-- start of Exercise materials --

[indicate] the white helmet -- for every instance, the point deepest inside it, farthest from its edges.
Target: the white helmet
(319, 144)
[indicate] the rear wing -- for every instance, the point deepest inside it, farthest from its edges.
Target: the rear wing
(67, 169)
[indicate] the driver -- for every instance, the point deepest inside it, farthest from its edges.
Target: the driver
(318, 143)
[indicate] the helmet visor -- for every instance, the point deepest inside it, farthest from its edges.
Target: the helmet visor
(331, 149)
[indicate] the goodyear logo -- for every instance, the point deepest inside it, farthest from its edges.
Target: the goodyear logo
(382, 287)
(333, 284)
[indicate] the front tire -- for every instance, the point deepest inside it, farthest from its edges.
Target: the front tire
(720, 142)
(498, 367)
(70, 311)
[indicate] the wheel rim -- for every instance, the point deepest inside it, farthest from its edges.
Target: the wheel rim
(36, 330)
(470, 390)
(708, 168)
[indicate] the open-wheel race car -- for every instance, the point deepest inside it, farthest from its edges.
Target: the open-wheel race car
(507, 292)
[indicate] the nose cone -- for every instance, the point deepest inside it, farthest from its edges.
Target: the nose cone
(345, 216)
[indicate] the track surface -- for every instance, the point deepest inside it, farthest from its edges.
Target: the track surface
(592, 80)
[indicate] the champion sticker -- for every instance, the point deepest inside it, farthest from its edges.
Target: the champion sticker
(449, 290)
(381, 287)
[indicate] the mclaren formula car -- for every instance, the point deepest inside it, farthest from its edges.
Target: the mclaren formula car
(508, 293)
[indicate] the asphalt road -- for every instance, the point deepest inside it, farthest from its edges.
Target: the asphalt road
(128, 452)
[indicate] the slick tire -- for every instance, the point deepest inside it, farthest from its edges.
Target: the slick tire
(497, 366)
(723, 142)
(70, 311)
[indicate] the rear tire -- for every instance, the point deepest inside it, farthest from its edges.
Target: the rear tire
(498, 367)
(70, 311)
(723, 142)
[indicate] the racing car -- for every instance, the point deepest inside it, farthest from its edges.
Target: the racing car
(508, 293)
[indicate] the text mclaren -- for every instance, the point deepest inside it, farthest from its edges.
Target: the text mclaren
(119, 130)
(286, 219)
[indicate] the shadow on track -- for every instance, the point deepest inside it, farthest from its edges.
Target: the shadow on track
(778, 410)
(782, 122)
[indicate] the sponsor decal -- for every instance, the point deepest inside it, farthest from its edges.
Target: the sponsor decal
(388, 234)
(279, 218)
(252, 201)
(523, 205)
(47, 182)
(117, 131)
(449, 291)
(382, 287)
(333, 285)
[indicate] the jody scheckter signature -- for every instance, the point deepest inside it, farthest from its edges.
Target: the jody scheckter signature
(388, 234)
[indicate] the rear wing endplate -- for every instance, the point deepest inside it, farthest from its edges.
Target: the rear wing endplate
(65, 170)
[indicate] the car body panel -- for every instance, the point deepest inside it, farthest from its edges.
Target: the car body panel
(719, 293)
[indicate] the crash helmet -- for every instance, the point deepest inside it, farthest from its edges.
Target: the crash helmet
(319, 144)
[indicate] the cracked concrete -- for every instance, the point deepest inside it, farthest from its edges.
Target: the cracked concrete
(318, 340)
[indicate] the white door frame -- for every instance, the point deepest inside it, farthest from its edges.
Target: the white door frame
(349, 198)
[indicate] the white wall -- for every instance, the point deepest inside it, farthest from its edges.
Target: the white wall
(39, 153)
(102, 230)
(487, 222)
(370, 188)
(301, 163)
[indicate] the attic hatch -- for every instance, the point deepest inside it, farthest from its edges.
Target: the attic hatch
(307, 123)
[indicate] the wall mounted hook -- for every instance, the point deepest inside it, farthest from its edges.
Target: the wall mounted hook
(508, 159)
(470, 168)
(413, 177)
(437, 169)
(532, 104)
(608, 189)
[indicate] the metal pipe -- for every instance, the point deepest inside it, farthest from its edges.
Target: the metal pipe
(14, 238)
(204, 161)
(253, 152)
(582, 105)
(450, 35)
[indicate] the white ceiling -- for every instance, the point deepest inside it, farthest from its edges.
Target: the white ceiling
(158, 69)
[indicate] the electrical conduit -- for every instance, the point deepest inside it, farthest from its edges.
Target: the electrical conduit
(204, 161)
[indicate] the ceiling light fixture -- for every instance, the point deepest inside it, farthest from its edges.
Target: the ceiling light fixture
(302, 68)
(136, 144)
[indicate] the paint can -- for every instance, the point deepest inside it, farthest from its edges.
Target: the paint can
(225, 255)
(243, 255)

-- end of Exercise materials --

» Problem to work on
Please quote all of the data above word for word, keeping every line in its original order.

» Written reply
[indicate] the white helmet -- for every instance, the point deepest inside it, farthest from its edges.
Target: the white helmet
(319, 144)
[indicate] the rear wing -- for every instance, the point deepest inside it, farthest from its edges.
Target: the rear wing
(67, 169)
[indicate] the driver -- for every instance, the point deepest inside it, farthest from its edges.
Target: the driver
(318, 143)
[indicate] the helmet visor -- for every instance, the point deepest inside it, farthest from its edges.
Target: the helmet visor
(331, 149)
[indicate] the goodyear logo -- for every instance, the point deepest inside it, farthest from its edges.
Target: the goodyear logo
(382, 287)
(333, 284)
[indicate] the front tire -- for every instance, the point deepest inside it, farthest from its edges.
Target: the front tire
(720, 142)
(498, 367)
(70, 311)
[indicate] the wheel rim -- for every instance, the point deepest inside it, farthest from its edges.
Target: the wheel rim
(36, 330)
(470, 390)
(708, 168)
[indicate] the open-wheel race car -- for every instance, the point deepest inside it, farthest from its edges.
Target: the open-wheel race car
(507, 292)
[indicate] the nose cone -- for every instance, the point deepest inside it, farthest from its edges.
Target: the nose cone
(345, 216)
[indicate] the track surface -- for every instance, the point deepest inside it, farthest from its edges.
Target: the track surface
(592, 80)
[indicate] the champion sticker -- for every instance, the point deepest inside it, farthest from its edges.
Target: the champion sticker
(449, 290)
(381, 287)
[indicate] the mclaren formula car -- for every instance, the point deepest inside it, farthest from its edges.
Target: the mclaren formula car
(508, 293)
[indicate] the asphalt road -- for every instance, the point deepest inside it, farthest from its edges.
Target: the asphalt road
(128, 452)
[indicate] the slick tire -- for every instance, the point deepest inside it, farthest from its edges.
Target: the slick tire
(497, 366)
(723, 142)
(70, 311)
[indicate] the rear tire -- for every instance, the point deepest inside it, farthest from its edges.
Target: the rear tire
(498, 367)
(70, 311)
(723, 142)
[indicate] the racing car -- for every instance, the point deepest inside it, farthest from its edges.
Target: the racing car
(508, 293)
[indicate] the text mclaren -- for every instance, the point deepest inside it, farthest from its edges.
Target: the text mclaren
(119, 130)
(286, 219)
[indicate] the shadow on track -- for every instance, the point deepest inside it, farthest from its edges.
Target: the shadow on track
(778, 410)
(782, 122)
[indicate] the sponsor decal -- for every instance, the point deepest inside it, farthest from its edges.
Target: the sponsor decal
(388, 234)
(279, 218)
(252, 201)
(523, 205)
(47, 182)
(117, 131)
(449, 291)
(382, 287)
(333, 285)
[indicate] the jody scheckter signature -- for every instance, the point deepest inside it, farthest from its edges.
Target: the jody scheckter signature
(388, 234)
[indicate] the rear wing endplate -- for every instance, the point deepest inside it, farthest from its edges.
Target: the rear wing endplate
(65, 170)
[indicate] the car body panel -- for every instance, the point deepest inside it, farthest from its edges.
Target: the car body panel
(719, 293)
[indicate] the crash helmet -- for every instance, the point deepest inside it, farthest from its edges.
Target: the crash helmet
(319, 144)
[indicate] the cracked concrete -- for every instance, the point deepest inside it, farthest from its edges.
Target: the cracked concrete
(318, 340)
[indicate] the white door frame -- for every instance, the point deepest inside it, farthest from its edges.
Target: the white door frame
(349, 198)
[indicate] the white wall -- for every instance, the point deepest inside it, farthest from its edges.
Target: the white wall
(39, 153)
(102, 230)
(487, 222)
(370, 188)
(301, 163)
[indicate] the attic hatch -- for every instance, the point deepest inside it, farthest from its edges.
Target: the attic hatch
(307, 123)
[indicate] the wall mounted hook -- for every instance, the point deepest inside it, farthest from its edges.
Target: the wall mounted hook
(508, 159)
(470, 168)
(413, 177)
(437, 169)
(532, 104)
(608, 189)
[indicate] the metal pipe -- for every instance, the point deepest inside it, farthest from its edges.
Target: the metal pipe
(14, 238)
(204, 161)
(253, 152)
(582, 105)
(450, 35)
[indicate] the white ceiling -- for every instance, the point deepest inside it, farthest from its edges.
Target: the white ceiling
(158, 69)
[indicate] the electrical conduit -- for every instance, the point deepest inside it, farthest from its edges.
Target: the electrical conduit
(204, 161)
[indicate] the ceiling light fixture -- for every instance, the point deepest inside it, farthest from its edges.
Target: the ceiling light fixture
(302, 68)
(136, 144)
[indicate] the paint can -- for every instance, the point deepest inside it, farthest from its edges.
Target: the paint can
(225, 255)
(243, 255)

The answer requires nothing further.